**Given exercise:** Rewrite the material below as a numbered list, covering only the lines from the one containing "surface, giving x and y for each instance?" through the last line, both included. Leave out any blank lines.

**Labeled-object pointing entries:**
— BEGIN —

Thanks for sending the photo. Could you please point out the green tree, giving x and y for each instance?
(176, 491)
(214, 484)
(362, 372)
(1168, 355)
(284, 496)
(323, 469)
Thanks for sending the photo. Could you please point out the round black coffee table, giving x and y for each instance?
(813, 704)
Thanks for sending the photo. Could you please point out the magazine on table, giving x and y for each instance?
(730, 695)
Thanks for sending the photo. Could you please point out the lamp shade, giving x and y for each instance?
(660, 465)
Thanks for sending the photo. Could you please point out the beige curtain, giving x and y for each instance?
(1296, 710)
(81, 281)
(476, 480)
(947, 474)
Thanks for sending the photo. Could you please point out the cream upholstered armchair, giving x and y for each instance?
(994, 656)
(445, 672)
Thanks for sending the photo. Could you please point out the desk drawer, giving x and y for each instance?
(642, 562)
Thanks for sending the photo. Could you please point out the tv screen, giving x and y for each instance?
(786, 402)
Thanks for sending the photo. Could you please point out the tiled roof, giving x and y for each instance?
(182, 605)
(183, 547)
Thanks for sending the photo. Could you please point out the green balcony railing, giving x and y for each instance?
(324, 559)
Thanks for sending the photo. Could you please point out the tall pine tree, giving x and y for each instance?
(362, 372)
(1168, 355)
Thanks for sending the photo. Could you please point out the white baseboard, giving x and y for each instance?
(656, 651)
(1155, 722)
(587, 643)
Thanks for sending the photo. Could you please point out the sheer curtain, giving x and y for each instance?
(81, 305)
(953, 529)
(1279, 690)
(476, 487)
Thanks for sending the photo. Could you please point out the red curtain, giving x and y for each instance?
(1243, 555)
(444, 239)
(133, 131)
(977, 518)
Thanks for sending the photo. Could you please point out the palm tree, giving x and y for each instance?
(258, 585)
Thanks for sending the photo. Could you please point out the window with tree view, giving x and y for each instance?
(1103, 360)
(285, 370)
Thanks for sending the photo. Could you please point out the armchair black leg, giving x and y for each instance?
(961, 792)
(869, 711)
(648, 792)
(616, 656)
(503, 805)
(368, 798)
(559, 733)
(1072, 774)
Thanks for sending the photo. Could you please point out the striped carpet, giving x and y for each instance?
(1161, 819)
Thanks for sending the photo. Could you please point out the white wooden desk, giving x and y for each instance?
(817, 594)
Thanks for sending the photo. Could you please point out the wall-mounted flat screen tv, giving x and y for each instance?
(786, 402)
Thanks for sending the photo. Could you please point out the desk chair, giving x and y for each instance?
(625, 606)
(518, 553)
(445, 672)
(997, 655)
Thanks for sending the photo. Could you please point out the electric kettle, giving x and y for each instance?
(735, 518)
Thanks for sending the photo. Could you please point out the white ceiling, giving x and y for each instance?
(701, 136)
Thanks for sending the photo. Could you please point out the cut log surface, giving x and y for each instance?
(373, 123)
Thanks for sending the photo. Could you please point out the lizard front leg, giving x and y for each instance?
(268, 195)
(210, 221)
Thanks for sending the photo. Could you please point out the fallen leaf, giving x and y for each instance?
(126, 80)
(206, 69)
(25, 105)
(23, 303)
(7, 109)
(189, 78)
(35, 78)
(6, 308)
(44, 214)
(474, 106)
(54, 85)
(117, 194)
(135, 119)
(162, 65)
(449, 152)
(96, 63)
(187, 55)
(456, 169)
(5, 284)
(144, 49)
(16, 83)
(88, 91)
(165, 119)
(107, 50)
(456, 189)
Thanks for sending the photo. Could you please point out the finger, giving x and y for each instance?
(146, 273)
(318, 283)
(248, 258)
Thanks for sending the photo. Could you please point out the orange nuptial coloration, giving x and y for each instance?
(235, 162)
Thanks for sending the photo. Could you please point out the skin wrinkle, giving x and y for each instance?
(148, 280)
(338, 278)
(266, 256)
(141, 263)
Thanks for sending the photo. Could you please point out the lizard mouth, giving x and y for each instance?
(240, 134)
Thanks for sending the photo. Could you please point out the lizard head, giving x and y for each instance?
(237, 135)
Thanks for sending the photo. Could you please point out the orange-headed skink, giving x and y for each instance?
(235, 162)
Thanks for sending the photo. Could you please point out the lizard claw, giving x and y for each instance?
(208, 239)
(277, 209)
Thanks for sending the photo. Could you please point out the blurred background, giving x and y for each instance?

— END —

**Solution:**
1. Thanks for sending the photo. Could you please point out the cut log surface, giving x and y for each instance?
2. (373, 123)
3. Thanks for sending the photo. Could you please point out the lizard front leg, giving x and y for each instance?
4. (268, 195)
5. (210, 221)
6. Thanks for sending the photo. Could you please point out the fallen leaf, giving x and y for each instance?
7. (126, 80)
8. (206, 69)
9. (25, 105)
10. (23, 303)
11. (7, 109)
12. (189, 78)
13. (35, 78)
14. (6, 308)
15. (44, 214)
16. (474, 106)
17. (54, 85)
18. (117, 194)
19. (135, 119)
20. (162, 65)
21. (449, 152)
22. (96, 63)
23. (187, 55)
24. (456, 169)
25. (5, 284)
26. (144, 49)
27. (16, 83)
28. (88, 91)
29. (165, 119)
30. (107, 50)
31. (456, 189)
32. Thanks for sending the photo. Could you please point out the finger, giving x and y for each instance?
33. (146, 273)
34. (318, 283)
35. (248, 258)
36. Thanks for sending the photo. Could you please point out the orange nuptial coloration, giving x and y for each instance?
37. (235, 162)
38. Thanks for sending the photo. Could you please point out the skin wrinkle, giving x and y for each instance?
39. (148, 280)
40. (338, 278)
41. (266, 256)
42. (141, 263)
43. Thanks for sending the photo. Could you please point out the lizard mouth, giving x and y for each instance?
44. (240, 134)
45. Thanks for sending the photo. Could you please point out the lizard head, giving x and y for each instance?
46. (237, 135)
47. Thanks for sending the photo. Could you please point out the orange-headed skink, giving x and y for each instance?
48. (235, 162)
49. Thanks for sending the photo. Could you please point out the lizard claw, giving x and y for each instance?
50. (208, 239)
51. (277, 209)
52. Thanks for sending the photo. Could you please point out the blurred background, giving x and y for each instance?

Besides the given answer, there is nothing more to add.